Одной из главных забот Раглана стало не допустить, чтобы и его подчиненные, заразившись примером французов, занялись грабежом. 15 сентября он собрал у себя старейшин окрестных деревень. Старики пришли в его палатку с горящими от гнева глазами. Они были одеты в длинные национальные наряды; на головах красовались бараньи шапки. Вежливо поприветствовавший их Раглан был в своем обычном гражданском костюме. Впоследствии Сомерсет Калторп восхищенно писал об этой встрече: «Мне не приходилось знать другого человека, обладавшего таким даром расположить к себе любого собеседника». Раглан объявил, что английская армия вынуждена конфисковать все телеги и всех домашних животных, за что жителям будет заплачено. В ответ на уважительную речь лорда некоторые старейшины заявили, что, хотя и не желают зла своим северным русским соседям, готовы предоставить повозки и возниц в распоряжение англичан бесплатно на любой срок. Предложение было принято, однако Раглан добавил, что его офицеры получили распоряжение следить за тем, чтобы все закупки пищи, скота и фуража для британской армии оплачивались[10].

В заключение старейшин заверили, что местным жителям не следует бояться солдат армий союзников, которые обязуются обращаться с ними с должным уважением. Всего через несколько часов Раглану доложили о случае изнасилования татарской женщины французскими зуавами. Позже один из его адъютантов вспоминал, как всегда спокойный, строго контролировавший свои эмоции лорд покраснел от гнева и стыда.

⁂

**ВОПРОСЫ И ЗАДАНИЯ:**
1. По отрывку о Раглане объясните, что Раглан стремился не допустить среди своих подчиненных. Под влиянием чьего примера это могло произойти?
2. По отрывку о Раглане ответьте кратко:
(a) Какого числа Раглан собрал у себя старейшин окрестных деревень?
(b) Что было у старейшин на головах?
(c) Кто, по докладу Раглану, совершил изнасилование татарской женщины?

**ПРЕДОСТАВЛЕННЫЕ МАТЕРИАЛЫ:**
⁂

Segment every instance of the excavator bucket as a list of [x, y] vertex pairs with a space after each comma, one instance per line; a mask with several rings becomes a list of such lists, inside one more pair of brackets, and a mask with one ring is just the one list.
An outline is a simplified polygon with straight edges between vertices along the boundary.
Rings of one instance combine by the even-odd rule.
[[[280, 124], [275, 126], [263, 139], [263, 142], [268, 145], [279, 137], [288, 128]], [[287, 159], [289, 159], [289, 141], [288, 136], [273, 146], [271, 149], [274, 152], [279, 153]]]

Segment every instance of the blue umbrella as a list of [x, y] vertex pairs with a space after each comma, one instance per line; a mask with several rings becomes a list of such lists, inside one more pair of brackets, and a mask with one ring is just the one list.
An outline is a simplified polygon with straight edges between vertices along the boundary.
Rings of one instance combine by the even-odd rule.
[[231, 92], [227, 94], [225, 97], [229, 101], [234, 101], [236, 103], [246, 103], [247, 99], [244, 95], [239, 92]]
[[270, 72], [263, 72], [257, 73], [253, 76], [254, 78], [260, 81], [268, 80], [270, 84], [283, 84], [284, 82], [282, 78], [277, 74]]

⁂

**ОТВЕТЫ К УПРАЖНЕНИЮ:**
1. Раглан стремился не допустить, чтобы его подчиненные занялись грабежом. Это могло произойти под влиянием примера французов.

2.
(a) 15 сентября.
(b) Бараньи шапки.
(c) Французские зуавы.